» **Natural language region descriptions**
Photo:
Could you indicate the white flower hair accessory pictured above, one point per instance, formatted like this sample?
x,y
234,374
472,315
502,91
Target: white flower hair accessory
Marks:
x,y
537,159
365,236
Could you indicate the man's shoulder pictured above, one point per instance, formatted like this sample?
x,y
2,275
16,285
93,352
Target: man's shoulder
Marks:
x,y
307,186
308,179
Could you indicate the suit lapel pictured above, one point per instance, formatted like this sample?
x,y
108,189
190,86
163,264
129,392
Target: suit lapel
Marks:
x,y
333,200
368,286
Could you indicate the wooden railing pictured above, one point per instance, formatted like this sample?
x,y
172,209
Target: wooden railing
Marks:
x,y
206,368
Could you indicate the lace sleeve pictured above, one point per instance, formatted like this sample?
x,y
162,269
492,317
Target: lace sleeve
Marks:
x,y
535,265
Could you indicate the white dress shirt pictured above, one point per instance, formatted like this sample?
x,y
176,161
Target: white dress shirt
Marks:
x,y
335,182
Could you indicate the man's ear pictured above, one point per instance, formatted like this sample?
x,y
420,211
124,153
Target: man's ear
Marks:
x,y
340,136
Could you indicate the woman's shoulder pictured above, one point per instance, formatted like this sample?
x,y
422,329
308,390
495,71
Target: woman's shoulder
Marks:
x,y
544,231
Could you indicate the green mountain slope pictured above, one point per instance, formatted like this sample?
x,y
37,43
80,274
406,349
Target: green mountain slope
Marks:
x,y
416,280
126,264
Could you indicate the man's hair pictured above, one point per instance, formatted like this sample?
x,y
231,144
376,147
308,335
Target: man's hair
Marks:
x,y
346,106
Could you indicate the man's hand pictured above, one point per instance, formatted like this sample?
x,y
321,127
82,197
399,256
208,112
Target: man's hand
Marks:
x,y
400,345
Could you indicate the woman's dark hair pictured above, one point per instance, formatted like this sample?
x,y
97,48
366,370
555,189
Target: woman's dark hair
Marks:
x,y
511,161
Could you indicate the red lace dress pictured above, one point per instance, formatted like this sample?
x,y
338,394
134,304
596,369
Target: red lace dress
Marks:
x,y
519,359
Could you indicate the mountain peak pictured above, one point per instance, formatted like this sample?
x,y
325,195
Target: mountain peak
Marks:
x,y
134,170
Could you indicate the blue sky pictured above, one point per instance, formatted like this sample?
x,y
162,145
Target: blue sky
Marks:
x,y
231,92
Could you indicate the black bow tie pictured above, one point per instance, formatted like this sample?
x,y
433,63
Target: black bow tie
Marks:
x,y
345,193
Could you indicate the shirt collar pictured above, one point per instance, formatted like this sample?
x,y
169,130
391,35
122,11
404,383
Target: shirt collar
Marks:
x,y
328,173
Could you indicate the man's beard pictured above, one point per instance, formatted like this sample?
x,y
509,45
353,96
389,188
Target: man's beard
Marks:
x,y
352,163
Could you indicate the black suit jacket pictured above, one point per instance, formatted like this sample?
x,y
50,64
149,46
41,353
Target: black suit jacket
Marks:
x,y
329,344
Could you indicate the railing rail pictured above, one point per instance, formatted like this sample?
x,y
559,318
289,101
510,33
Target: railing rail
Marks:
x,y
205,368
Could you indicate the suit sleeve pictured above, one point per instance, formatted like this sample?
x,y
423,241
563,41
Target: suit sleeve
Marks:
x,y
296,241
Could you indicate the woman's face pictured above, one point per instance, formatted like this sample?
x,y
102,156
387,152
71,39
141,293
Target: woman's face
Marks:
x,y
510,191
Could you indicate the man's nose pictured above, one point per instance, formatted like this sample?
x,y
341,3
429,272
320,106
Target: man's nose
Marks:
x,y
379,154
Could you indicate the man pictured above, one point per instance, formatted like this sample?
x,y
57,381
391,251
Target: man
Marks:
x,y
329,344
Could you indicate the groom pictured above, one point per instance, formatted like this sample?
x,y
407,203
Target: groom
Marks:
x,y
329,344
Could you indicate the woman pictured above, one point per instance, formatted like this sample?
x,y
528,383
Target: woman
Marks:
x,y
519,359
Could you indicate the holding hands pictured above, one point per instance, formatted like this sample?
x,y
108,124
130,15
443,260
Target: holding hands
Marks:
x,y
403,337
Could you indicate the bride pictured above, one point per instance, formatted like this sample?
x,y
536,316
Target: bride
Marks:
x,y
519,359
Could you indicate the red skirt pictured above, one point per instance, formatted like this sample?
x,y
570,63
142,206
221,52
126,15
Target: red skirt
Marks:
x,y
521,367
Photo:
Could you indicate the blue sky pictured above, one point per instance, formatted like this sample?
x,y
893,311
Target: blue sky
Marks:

» **WHAT IS NEEDED**
Report the lines above that have the word "flower" in them.

» **RESPONSE FOR THIS EXERCISE**
Could you indicate the white flower hair accessory pictured above, one point per instance, formatted like this sample?
Target: white flower hair accessory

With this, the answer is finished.